**Referring expression pointing data**:
________________

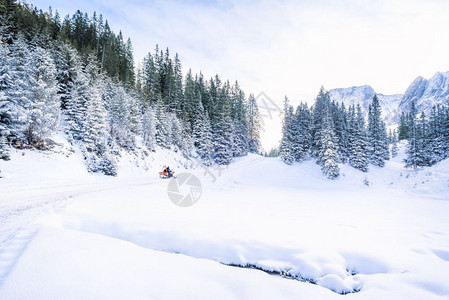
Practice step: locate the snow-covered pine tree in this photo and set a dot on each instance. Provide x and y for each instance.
(14, 80)
(286, 147)
(436, 145)
(394, 146)
(223, 142)
(76, 96)
(359, 154)
(177, 94)
(319, 110)
(328, 153)
(415, 149)
(377, 134)
(149, 128)
(176, 132)
(44, 114)
(202, 137)
(301, 127)
(340, 123)
(95, 138)
(403, 129)
(4, 148)
(239, 108)
(254, 125)
(163, 126)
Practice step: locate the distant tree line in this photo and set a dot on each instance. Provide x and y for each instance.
(77, 76)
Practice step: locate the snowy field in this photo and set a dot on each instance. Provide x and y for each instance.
(261, 230)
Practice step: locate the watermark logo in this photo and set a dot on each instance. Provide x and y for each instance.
(185, 190)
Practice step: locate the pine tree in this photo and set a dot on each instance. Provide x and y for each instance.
(4, 148)
(301, 127)
(163, 126)
(253, 116)
(15, 86)
(359, 148)
(286, 147)
(377, 134)
(222, 142)
(328, 154)
(44, 112)
(414, 145)
(149, 128)
(202, 137)
(394, 147)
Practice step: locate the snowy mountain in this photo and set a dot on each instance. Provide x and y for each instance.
(426, 93)
(363, 95)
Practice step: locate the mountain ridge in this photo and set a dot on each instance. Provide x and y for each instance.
(425, 92)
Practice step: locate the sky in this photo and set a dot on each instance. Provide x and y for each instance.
(287, 47)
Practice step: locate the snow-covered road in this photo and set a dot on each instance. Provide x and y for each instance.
(121, 237)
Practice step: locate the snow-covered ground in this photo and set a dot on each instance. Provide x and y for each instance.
(260, 230)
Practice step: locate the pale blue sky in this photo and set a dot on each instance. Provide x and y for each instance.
(288, 47)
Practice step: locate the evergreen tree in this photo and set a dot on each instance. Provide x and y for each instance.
(202, 137)
(286, 147)
(328, 153)
(301, 127)
(377, 134)
(4, 148)
(44, 112)
(149, 128)
(414, 148)
(394, 147)
(358, 144)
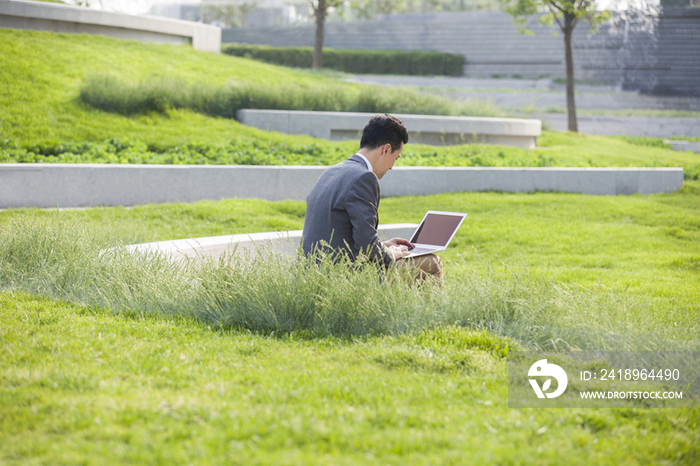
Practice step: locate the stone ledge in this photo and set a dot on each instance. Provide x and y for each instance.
(285, 242)
(85, 185)
(423, 129)
(64, 18)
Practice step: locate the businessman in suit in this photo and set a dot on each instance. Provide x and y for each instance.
(342, 208)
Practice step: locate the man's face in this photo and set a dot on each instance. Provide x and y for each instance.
(387, 159)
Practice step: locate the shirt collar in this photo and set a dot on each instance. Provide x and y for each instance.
(369, 165)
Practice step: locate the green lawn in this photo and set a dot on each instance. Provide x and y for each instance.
(87, 385)
(82, 386)
(645, 246)
(41, 113)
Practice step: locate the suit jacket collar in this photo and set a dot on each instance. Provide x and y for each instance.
(358, 159)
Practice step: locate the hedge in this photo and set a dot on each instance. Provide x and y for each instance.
(357, 61)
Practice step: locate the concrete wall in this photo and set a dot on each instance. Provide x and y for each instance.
(286, 242)
(655, 53)
(83, 185)
(423, 129)
(63, 18)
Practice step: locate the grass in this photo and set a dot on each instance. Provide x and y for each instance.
(642, 247)
(81, 385)
(43, 119)
(42, 105)
(108, 93)
(142, 369)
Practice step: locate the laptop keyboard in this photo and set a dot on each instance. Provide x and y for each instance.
(420, 250)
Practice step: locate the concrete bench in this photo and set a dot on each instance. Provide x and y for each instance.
(423, 129)
(284, 242)
(84, 185)
(54, 17)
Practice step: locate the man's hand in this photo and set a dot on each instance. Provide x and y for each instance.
(398, 247)
(399, 242)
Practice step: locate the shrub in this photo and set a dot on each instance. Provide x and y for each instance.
(357, 61)
(107, 93)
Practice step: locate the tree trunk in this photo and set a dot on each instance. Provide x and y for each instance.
(318, 44)
(570, 102)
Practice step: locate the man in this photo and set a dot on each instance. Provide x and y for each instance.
(342, 208)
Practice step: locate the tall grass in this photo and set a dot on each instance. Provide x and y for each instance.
(270, 293)
(108, 93)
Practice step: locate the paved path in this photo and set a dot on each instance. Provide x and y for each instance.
(544, 95)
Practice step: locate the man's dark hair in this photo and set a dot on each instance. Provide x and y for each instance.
(384, 129)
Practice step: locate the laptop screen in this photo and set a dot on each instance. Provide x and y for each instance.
(437, 229)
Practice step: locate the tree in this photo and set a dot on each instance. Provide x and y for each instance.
(320, 9)
(567, 14)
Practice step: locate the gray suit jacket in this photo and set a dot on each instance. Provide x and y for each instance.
(341, 210)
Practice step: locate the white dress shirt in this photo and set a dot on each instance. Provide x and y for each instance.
(369, 165)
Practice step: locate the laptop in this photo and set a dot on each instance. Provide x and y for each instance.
(435, 232)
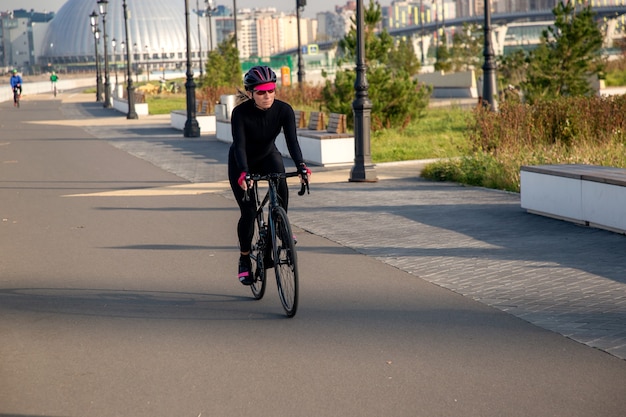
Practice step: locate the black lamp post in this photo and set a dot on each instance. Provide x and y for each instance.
(192, 128)
(363, 169)
(102, 4)
(123, 55)
(489, 67)
(148, 62)
(130, 89)
(300, 6)
(93, 19)
(210, 13)
(199, 37)
(421, 18)
(235, 22)
(114, 45)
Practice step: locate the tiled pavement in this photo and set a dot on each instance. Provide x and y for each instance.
(476, 242)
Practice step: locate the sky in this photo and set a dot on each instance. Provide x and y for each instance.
(312, 7)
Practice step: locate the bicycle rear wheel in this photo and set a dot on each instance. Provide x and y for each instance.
(285, 262)
(256, 256)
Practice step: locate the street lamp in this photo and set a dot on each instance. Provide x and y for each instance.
(148, 62)
(235, 22)
(123, 46)
(363, 169)
(210, 9)
(199, 37)
(114, 44)
(489, 66)
(421, 18)
(102, 4)
(93, 20)
(130, 89)
(192, 128)
(300, 6)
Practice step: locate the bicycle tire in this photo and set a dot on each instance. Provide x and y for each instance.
(256, 256)
(285, 261)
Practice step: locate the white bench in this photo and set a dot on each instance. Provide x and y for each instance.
(585, 194)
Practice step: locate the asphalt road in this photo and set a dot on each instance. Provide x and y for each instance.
(118, 297)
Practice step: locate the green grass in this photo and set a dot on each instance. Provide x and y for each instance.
(158, 104)
(440, 134)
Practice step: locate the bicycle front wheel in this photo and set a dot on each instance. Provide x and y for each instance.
(285, 261)
(256, 256)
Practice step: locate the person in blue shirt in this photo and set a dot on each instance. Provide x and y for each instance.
(16, 82)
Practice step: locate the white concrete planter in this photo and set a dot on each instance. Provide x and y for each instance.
(121, 105)
(178, 118)
(590, 195)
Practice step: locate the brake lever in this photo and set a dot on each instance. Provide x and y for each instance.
(304, 186)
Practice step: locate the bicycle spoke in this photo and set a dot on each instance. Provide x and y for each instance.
(285, 262)
(256, 255)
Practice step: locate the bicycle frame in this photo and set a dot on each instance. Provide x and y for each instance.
(272, 230)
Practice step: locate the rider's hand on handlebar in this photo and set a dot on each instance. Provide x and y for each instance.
(304, 170)
(244, 181)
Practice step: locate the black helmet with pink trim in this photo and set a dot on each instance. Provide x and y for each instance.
(260, 77)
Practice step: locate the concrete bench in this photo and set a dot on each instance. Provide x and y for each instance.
(585, 194)
(207, 123)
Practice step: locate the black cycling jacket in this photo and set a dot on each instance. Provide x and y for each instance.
(255, 131)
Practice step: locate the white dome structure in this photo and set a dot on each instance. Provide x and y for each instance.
(157, 31)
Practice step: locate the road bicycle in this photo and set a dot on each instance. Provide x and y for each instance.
(16, 97)
(273, 244)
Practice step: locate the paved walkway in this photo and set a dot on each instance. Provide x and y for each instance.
(476, 242)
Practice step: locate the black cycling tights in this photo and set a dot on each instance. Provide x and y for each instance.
(245, 228)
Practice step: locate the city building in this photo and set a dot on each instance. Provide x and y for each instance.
(17, 37)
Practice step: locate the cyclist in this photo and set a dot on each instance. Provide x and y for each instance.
(16, 84)
(256, 123)
(53, 81)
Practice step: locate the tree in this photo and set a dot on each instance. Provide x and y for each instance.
(568, 54)
(222, 67)
(403, 58)
(222, 73)
(395, 94)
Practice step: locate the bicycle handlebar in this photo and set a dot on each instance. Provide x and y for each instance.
(304, 187)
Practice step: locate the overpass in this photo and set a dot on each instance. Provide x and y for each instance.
(501, 22)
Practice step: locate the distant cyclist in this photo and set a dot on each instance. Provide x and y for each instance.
(53, 82)
(16, 86)
(255, 125)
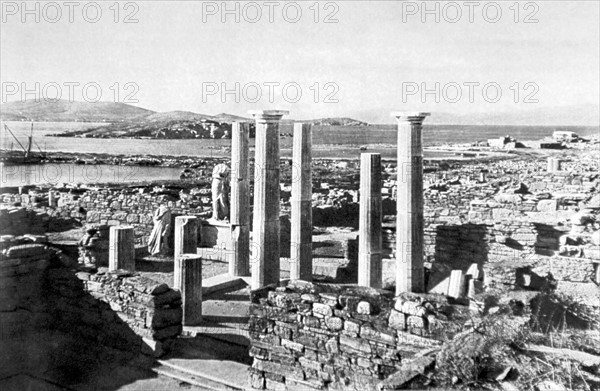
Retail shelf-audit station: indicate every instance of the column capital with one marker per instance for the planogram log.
(268, 115)
(410, 116)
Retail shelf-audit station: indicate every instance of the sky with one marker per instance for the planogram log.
(361, 59)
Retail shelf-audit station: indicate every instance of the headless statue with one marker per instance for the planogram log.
(220, 192)
(158, 236)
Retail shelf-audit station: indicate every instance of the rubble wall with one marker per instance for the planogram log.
(42, 294)
(331, 337)
(102, 207)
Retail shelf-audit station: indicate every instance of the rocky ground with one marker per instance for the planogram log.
(542, 334)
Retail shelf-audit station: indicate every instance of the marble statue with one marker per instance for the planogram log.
(158, 236)
(220, 192)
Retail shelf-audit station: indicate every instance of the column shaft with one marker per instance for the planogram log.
(265, 224)
(186, 235)
(121, 250)
(301, 203)
(370, 214)
(409, 217)
(239, 264)
(188, 280)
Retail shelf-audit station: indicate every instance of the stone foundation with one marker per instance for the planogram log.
(331, 337)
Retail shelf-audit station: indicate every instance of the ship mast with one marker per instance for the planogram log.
(16, 139)
(30, 142)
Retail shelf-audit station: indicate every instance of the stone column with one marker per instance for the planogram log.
(121, 248)
(186, 235)
(188, 280)
(409, 204)
(239, 263)
(369, 229)
(265, 223)
(301, 203)
(550, 167)
(51, 199)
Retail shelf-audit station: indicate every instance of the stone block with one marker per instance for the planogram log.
(322, 309)
(334, 323)
(286, 343)
(397, 320)
(363, 308)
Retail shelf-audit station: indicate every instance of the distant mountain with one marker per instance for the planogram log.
(66, 111)
(177, 116)
(224, 117)
(572, 115)
(337, 121)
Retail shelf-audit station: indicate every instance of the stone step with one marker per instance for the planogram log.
(198, 382)
(231, 377)
(222, 282)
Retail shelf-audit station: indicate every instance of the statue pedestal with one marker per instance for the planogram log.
(215, 233)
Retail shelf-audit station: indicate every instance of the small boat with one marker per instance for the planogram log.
(11, 157)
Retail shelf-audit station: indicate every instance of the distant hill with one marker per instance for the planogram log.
(224, 117)
(337, 121)
(570, 115)
(66, 111)
(177, 116)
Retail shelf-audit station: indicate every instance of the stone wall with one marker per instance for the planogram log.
(319, 336)
(42, 293)
(131, 206)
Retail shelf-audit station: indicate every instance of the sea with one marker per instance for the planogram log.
(329, 141)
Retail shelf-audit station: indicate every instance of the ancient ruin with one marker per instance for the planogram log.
(453, 259)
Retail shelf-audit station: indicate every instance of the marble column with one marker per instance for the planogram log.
(188, 280)
(265, 223)
(52, 202)
(409, 218)
(369, 229)
(239, 263)
(121, 248)
(301, 203)
(186, 235)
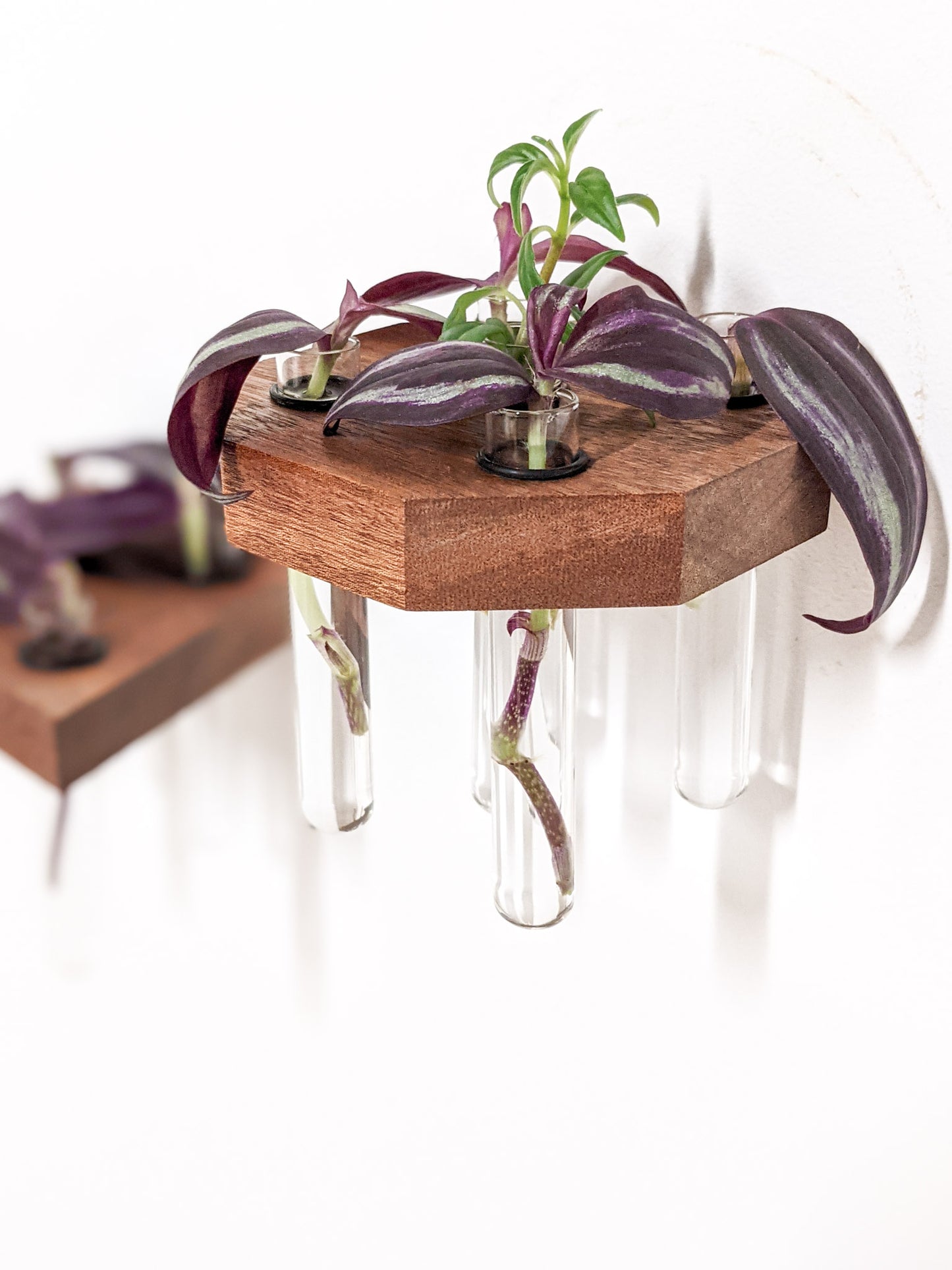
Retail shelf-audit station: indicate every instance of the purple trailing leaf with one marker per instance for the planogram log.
(208, 394)
(23, 558)
(547, 315)
(419, 285)
(846, 415)
(86, 523)
(34, 535)
(509, 241)
(404, 287)
(578, 249)
(632, 348)
(433, 384)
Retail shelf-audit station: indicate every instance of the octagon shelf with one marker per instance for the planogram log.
(406, 517)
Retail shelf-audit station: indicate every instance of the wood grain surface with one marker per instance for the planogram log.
(406, 517)
(169, 644)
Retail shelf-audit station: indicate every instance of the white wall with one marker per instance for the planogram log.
(227, 1043)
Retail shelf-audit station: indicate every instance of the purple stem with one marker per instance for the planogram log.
(507, 734)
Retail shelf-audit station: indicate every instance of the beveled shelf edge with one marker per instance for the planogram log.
(169, 645)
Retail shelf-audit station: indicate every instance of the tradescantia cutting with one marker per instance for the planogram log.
(541, 335)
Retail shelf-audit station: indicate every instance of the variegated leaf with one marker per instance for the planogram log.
(648, 353)
(549, 312)
(433, 384)
(846, 415)
(208, 394)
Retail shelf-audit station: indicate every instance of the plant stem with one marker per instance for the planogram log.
(560, 235)
(537, 440)
(322, 374)
(507, 734)
(193, 530)
(333, 649)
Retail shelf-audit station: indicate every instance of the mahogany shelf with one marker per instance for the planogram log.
(169, 645)
(406, 517)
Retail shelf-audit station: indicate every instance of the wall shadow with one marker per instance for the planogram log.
(748, 828)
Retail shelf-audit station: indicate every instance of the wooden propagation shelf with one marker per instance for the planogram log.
(406, 517)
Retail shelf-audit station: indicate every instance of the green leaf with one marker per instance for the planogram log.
(493, 330)
(520, 153)
(594, 198)
(519, 186)
(571, 135)
(641, 201)
(583, 276)
(530, 276)
(457, 314)
(547, 144)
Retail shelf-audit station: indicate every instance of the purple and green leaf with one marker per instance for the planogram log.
(509, 242)
(547, 316)
(433, 384)
(645, 352)
(846, 415)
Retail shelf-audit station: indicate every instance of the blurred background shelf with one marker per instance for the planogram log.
(406, 517)
(169, 644)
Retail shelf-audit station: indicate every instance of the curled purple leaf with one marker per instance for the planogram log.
(433, 384)
(509, 241)
(632, 348)
(549, 312)
(406, 286)
(86, 523)
(846, 415)
(418, 285)
(208, 394)
(23, 558)
(579, 249)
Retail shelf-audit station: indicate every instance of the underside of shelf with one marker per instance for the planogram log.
(406, 517)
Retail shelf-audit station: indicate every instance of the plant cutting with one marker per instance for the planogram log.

________________

**Work request**: Using the records above, please retype only the run of lines from the line holding "of the mahogany" through the last line, both ends included.

**Response to the task**:
Retail shelf-audit station: indicate every instance of the mahogany shelf with one marker per instance for the planogram log.
(169, 645)
(406, 517)
Retail shelf-audit station: indicate every instance of the wall shadow with one marker per instance for the planogram log.
(748, 828)
Retail shelf-audit station: indicate every instance of the wooden propagation shelf with one marker per instance for the planogram log.
(406, 517)
Retail shelf-audit station: indicate every instance of the green leaf with one marker per instance for the planogram log.
(493, 330)
(520, 153)
(594, 198)
(519, 186)
(571, 135)
(641, 201)
(583, 276)
(530, 276)
(457, 314)
(547, 144)
Retail shelf-audit station: indicate every instance of the purple and green leaf with one marker per instance for the planogram log.
(509, 242)
(547, 316)
(433, 384)
(645, 352)
(846, 415)
Retail shelf-audit station: indicate every instance of the blurred background shelf with one marker per instance for the planogram log.
(406, 517)
(169, 644)
Retail shelf-audit station: indicate every instance of the curled purple leaf with one marker per instance for the planogram log.
(433, 384)
(509, 241)
(632, 348)
(549, 312)
(406, 286)
(86, 523)
(846, 415)
(418, 285)
(208, 394)
(23, 558)
(579, 249)
Retail shelf-audit station: indicate every instance of the underside of shelf with one marker per instance for the planogram log.
(406, 517)
Retail shelf-audit station: indicate every instance of the plant cutting with one marker per instance for the planogram log.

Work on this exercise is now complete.